§ **TAREAS ESCRITAS**
1 – Reproduce el fragmento del texto sobre Alfredo Di Stéfano comprendido entre "Pero no voy" y "él pareciera enterarse.", ambos incluidos.
2 – Reescribe en forma de lista breve el párrafo del texto sobre Di Stéfano que comienza con "Eran otros tiempos", conservando sus ideas principales.
3 – Continúa el texto sobre Alfredo Di Stéfano a partir de su última oración.

*** FUENTE

Ha muerto Alfredo Di Stéfano en Madrid,
capital de su segunda patria, donde transcurrió una buena parte de su existencia
y dejó una impronta de caballero del deporte y de la vida tan marcada como su
magnífico buen saber hacer profesional.
Toda España está de luto y el argentino
apodado La Saeta Rubia presente en las conversaciones de mucha gente de una
generación determinada que lo vio jugar al fútbol, más aún, convertirlo poco menos
que en un juego ciencia, como el ajedrez, y llevar al Real Madrid cinco veces
al campeonato de Europa.
Pero no voy a hablar de sus muchos logros
profesionales, sus premios, sus trofeos, su prodigiosa combinación de
inteligencia y sabiduría en la cancha, su obsesión por estar siempre en buena
forma física, su intuición y otras cualidades deportivas y humanas que le
llevaron al estrellato sin que él pareciera enterarse.
Eran otros tiempos. Había seriedad,
humildad, honradez, sentido de la proporción, nadie se saltaba a la torera el
orden, los límites, la decencia y otras cosas por el estilo. A pocos de los
encumbrados -en lo que fuera- se le disparaba el ego como un cohete que se
convierte en papel quemado después del estallido.
Citaré otra vez en este réquiem de
urgencia su caballerosidad, su hombría de bien, su conducta, que fue siempre
intachable y no tuvo nunca nada que ver con con el alcohol, las drogas, el desorden, la
confusión ni el escándalo.

******
*** INFORMACIÓN REGISTRADA

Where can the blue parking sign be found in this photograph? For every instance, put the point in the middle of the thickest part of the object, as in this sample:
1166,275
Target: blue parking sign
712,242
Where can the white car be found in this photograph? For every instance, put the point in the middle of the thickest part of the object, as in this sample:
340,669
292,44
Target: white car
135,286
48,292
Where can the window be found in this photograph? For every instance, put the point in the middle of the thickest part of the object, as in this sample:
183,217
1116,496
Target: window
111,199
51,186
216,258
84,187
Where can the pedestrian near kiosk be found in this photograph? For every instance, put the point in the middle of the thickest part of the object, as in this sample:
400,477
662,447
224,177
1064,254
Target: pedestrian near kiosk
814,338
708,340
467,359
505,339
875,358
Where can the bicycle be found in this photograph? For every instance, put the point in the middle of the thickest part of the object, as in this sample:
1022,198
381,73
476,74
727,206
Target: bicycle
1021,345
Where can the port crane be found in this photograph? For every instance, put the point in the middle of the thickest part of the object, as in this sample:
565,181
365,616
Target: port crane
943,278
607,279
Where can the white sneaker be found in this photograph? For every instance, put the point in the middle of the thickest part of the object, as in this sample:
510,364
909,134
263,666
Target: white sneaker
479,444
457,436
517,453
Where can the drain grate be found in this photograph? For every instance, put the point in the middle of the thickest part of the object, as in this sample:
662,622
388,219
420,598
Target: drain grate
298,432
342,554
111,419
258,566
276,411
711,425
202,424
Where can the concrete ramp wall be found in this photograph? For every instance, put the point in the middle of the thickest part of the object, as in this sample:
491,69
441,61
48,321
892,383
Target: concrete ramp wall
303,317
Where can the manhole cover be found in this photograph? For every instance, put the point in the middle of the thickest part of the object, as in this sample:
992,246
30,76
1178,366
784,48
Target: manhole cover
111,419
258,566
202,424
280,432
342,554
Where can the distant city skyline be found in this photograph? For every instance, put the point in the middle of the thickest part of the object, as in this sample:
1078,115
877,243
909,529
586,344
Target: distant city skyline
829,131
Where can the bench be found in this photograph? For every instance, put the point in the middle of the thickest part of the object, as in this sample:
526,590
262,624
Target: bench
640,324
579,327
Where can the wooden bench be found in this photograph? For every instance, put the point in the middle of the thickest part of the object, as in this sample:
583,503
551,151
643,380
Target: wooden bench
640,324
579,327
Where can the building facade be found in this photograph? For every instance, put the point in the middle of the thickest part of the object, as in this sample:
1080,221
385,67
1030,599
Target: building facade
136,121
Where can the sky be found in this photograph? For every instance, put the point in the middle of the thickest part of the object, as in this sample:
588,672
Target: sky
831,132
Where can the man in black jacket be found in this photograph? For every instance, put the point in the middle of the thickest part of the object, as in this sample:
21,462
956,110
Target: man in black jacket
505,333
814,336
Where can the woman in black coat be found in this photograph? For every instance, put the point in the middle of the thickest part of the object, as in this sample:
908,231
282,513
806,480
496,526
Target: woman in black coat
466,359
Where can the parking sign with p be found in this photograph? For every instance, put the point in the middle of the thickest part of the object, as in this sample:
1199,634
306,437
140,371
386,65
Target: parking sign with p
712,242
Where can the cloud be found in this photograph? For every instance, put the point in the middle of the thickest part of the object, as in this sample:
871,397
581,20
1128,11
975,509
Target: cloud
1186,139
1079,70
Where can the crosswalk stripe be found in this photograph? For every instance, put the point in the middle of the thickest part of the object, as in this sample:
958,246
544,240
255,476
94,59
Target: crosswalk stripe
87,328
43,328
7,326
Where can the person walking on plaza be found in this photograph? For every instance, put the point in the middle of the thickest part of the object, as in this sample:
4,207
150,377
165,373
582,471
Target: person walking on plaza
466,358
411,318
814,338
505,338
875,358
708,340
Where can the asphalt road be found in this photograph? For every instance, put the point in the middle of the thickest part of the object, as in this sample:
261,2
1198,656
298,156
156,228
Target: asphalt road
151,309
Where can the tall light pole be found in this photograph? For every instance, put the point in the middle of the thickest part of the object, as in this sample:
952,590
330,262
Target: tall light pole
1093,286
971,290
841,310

******
*** INFORMACIÓN REGISTRADA

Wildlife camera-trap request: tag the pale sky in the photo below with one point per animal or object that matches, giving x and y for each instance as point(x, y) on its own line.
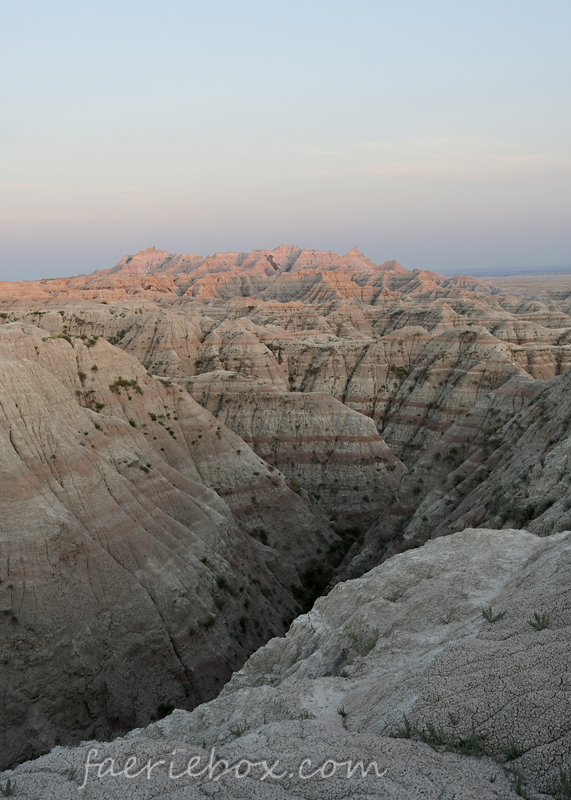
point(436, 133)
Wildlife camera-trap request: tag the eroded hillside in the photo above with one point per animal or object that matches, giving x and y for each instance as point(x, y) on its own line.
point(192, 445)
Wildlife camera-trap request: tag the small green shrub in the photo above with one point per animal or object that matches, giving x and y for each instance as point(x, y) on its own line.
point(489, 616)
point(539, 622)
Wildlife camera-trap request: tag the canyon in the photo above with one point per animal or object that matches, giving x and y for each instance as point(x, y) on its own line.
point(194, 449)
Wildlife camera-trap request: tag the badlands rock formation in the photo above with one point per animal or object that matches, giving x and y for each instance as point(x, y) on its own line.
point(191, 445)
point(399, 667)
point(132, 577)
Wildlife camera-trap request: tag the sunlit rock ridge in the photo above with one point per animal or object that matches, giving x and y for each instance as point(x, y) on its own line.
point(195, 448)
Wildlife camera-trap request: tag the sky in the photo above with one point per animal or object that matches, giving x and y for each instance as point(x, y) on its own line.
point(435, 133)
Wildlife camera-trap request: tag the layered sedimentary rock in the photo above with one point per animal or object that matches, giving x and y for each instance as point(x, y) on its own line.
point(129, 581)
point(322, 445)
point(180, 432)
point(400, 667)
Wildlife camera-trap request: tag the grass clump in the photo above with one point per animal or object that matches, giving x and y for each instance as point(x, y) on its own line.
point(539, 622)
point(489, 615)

******

§ **RESULTADOS POR TAREA**
1 –
Pero no voy a hablar de sus muchos logros
profesionales, sus premios, sus trofeos, su prodigiosa combinación de
inteligencia y sabiduría en la cancha, su obsesión por estar siempre en buena
forma física, su intuición y otras cualidades deportivas y humanas que le
llevaron al estrellato sin que él pareciera enterarse.

2 –
- Eran otros tiempos.
- Había seriedad, humildad, honradez y sentido de la proporción.
- Nadie se saltaba el orden, los límites ni la decencia.
- A pocos de los encumbrados se les disparaba el ego como un cohete que se convierte en papel quemado tras el estallido.

3 –
Mi padre me llevaba algunos domingos al estadio
Bernabéu, a ver al Madrid, es decir, a ver a Di Stéfano: una primera figura de
la actualidad de aquel entonces, cuando los jugadores no escupían en el terreno
de juego ni golpeaban por la espalda a un contrario y le rompían una costilla.
Quizás no todos sepan que Alfredo Di Stéfano
estudiaba ingeniería antes de dedicarse al fútbol, que era buen estudiante, que
leía, sobre todo Historia y biografías, que le gustaba escribir cartas, que
invirtió sus primeras ganacias en comprarse un tambo, que desayunaba siempre
mate, que una vez dijo en una entrevista: “Mi moral depende de cómo haya
jugado. No está ni en el triunfo ni en la derrota. La clave es para mí la
responsabilidad que uno ha de crearse ante sí mismo”. Así tenía que ser un buen
profesional
Dicen que ha muerto del corazón, que tenía
el corazón débil. Quizás de tanto ponerlo en la cancha.
Con él se va parte de una época. Y un
resto de nuestra adolescencia que todavía nos quedaba dulcemente apresado en
una pelota de fútbol.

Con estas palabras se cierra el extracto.